▶ **What you will do**
Check each line of the entries below for the word "water", and copy the lines that have it.

▶ **Recorded information**
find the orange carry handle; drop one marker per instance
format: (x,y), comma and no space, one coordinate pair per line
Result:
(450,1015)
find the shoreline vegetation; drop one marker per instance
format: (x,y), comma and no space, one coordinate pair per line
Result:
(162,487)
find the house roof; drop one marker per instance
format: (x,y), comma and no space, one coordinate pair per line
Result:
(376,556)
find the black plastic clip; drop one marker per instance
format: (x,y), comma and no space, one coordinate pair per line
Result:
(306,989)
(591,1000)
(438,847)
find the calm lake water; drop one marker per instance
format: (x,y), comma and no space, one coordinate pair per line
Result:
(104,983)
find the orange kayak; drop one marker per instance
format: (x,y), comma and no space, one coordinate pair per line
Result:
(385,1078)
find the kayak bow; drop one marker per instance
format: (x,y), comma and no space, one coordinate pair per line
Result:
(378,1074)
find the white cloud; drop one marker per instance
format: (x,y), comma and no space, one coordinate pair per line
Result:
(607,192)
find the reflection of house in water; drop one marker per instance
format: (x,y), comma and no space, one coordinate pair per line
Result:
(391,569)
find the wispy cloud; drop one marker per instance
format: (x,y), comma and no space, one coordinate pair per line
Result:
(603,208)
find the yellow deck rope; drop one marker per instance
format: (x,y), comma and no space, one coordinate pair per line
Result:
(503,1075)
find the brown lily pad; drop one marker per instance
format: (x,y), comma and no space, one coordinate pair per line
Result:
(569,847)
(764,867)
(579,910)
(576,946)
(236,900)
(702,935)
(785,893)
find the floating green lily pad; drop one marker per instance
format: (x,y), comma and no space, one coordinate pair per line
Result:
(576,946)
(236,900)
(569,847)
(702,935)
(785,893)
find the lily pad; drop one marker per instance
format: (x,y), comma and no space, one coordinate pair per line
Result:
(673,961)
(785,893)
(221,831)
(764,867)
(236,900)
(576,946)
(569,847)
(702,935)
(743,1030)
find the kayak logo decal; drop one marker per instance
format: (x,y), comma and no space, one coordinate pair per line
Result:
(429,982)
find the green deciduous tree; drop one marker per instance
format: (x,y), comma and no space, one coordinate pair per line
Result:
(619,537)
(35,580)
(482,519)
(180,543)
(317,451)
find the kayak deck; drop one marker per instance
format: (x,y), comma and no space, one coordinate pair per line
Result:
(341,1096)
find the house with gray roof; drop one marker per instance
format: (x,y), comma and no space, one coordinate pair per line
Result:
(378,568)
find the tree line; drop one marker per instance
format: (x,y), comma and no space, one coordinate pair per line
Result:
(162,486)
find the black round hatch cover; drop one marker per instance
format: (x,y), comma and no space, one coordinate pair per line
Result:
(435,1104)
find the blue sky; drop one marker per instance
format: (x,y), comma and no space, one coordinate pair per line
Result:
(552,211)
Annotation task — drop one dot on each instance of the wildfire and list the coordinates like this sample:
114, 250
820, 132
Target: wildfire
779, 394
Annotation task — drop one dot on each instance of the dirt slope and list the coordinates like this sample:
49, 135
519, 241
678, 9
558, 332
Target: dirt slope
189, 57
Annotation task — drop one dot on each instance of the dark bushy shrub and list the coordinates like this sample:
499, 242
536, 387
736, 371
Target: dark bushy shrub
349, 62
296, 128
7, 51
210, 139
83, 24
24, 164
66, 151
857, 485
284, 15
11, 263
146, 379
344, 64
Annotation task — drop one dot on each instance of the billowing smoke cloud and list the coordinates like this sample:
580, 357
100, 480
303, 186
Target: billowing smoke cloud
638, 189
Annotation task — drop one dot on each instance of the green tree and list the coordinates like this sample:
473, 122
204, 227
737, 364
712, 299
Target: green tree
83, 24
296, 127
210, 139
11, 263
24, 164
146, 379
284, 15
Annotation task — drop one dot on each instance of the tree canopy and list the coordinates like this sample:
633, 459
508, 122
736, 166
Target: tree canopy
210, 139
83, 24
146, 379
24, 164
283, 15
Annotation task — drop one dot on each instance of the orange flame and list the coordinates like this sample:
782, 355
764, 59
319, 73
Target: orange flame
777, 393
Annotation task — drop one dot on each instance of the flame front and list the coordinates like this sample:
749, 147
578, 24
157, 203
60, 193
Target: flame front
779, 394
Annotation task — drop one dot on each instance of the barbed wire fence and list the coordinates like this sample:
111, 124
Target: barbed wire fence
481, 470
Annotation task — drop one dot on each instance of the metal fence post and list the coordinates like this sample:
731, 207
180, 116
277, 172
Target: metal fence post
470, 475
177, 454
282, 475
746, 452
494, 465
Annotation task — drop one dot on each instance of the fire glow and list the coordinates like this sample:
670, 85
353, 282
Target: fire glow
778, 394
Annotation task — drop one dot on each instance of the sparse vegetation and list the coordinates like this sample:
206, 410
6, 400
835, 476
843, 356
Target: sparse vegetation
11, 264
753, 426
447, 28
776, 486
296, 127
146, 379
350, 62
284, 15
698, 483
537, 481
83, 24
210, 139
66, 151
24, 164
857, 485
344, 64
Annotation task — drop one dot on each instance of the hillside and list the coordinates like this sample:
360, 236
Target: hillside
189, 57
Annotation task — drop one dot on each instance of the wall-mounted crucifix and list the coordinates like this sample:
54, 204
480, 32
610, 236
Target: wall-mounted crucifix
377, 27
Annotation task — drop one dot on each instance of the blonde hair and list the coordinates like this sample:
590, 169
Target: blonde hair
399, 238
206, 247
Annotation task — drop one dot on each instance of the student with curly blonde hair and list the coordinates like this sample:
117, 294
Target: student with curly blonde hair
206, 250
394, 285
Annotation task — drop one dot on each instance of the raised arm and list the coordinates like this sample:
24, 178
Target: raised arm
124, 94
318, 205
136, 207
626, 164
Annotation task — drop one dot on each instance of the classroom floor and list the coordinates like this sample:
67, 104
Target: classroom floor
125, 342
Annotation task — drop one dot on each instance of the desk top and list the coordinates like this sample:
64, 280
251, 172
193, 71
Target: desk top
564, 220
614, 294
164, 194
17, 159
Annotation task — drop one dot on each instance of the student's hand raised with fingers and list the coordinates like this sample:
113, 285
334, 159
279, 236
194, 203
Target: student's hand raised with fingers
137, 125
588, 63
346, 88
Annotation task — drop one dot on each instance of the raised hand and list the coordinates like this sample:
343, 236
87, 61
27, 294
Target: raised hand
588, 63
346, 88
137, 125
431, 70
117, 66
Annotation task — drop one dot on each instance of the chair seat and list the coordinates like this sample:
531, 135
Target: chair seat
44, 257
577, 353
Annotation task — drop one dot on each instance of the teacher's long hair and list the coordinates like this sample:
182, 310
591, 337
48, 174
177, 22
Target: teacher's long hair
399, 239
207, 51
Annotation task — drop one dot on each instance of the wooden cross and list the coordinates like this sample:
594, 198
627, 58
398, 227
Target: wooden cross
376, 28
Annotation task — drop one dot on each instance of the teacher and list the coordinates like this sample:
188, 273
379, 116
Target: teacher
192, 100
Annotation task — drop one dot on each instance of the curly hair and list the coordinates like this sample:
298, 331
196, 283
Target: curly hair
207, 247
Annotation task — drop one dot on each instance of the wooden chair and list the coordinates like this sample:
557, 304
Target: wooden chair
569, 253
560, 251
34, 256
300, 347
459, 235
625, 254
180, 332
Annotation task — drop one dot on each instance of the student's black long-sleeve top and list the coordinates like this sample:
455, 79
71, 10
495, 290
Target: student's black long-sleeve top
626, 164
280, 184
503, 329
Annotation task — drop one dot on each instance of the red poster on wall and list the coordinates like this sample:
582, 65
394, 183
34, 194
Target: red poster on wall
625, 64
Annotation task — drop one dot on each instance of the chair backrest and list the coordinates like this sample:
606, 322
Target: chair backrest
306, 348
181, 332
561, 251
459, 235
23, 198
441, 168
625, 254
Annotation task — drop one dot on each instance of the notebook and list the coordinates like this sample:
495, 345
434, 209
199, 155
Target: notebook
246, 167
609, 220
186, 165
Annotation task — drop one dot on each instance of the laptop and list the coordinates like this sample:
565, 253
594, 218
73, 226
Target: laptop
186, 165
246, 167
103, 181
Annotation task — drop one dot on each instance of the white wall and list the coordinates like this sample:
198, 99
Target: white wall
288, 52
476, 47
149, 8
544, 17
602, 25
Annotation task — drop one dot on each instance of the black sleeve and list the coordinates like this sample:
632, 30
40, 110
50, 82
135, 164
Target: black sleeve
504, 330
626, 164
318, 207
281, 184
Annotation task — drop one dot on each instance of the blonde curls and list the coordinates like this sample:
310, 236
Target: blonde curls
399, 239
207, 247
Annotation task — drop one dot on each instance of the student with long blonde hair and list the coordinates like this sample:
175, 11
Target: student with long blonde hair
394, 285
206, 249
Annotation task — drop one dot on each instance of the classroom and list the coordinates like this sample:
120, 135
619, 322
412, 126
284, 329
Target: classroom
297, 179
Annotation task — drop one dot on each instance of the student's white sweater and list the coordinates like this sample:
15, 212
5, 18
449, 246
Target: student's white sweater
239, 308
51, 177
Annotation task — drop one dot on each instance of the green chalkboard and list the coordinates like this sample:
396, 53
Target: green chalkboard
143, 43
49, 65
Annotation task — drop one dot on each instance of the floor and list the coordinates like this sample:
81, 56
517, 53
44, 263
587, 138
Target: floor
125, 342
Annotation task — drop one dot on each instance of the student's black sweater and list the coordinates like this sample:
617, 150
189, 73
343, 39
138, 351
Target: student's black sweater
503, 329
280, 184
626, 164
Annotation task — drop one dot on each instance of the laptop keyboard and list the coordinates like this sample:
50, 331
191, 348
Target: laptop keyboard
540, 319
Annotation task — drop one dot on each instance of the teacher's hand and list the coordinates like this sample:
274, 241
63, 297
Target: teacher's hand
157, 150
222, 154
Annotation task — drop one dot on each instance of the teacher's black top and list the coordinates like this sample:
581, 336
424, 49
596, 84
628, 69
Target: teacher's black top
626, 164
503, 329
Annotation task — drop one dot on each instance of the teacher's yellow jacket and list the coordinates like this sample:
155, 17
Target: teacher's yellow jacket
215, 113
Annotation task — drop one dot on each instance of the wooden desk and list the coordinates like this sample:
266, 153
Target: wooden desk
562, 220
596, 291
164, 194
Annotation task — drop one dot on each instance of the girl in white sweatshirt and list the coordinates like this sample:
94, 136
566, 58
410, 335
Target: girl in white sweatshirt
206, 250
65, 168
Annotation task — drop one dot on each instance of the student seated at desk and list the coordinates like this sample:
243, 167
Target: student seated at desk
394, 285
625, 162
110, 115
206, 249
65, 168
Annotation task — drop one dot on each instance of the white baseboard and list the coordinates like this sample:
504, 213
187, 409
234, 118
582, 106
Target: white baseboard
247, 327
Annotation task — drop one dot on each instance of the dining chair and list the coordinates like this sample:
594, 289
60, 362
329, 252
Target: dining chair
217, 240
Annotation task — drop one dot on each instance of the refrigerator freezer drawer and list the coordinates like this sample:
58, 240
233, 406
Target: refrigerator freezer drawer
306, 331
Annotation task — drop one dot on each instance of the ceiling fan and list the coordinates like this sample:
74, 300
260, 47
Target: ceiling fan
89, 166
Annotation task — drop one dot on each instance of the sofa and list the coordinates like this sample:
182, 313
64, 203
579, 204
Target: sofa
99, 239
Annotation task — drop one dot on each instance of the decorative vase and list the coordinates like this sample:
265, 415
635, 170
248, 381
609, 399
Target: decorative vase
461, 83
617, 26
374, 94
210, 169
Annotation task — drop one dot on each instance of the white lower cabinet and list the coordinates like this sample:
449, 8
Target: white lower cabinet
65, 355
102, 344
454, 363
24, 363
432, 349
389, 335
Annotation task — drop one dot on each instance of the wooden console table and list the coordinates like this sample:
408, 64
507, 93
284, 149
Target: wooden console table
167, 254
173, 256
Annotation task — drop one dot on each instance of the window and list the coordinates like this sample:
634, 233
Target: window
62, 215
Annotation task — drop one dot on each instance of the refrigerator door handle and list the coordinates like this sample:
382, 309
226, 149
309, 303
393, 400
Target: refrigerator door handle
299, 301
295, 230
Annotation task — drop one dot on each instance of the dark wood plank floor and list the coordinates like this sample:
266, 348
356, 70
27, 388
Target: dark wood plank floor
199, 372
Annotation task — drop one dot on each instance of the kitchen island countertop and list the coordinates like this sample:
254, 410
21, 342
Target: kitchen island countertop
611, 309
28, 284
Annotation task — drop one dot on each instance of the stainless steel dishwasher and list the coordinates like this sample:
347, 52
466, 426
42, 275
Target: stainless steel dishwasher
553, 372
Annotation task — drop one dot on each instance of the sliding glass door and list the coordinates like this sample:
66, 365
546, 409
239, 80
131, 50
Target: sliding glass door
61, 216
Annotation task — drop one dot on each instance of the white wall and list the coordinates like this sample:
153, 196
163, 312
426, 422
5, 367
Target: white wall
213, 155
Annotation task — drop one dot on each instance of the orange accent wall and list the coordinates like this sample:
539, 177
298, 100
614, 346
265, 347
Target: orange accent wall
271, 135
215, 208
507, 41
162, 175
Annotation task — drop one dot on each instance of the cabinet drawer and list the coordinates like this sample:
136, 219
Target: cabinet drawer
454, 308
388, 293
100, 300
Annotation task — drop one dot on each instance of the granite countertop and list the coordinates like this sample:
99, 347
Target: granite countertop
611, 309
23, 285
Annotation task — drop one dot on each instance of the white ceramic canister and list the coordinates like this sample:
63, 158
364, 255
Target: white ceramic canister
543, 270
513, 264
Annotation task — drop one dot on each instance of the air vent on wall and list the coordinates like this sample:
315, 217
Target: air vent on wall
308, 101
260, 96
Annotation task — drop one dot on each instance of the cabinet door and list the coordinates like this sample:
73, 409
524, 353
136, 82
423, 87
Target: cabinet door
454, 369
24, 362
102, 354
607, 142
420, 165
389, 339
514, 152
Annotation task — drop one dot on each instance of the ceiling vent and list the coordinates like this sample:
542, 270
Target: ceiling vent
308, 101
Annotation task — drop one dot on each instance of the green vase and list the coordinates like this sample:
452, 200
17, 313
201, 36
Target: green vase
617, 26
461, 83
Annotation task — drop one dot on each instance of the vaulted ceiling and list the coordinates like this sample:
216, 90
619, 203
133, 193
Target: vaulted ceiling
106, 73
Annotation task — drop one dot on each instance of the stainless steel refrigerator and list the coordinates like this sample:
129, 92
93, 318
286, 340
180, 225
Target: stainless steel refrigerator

▶ **Result of the exercise**
find the calm lake water; drop one marker per instance
find the reflection of house in water; drop one marker per instance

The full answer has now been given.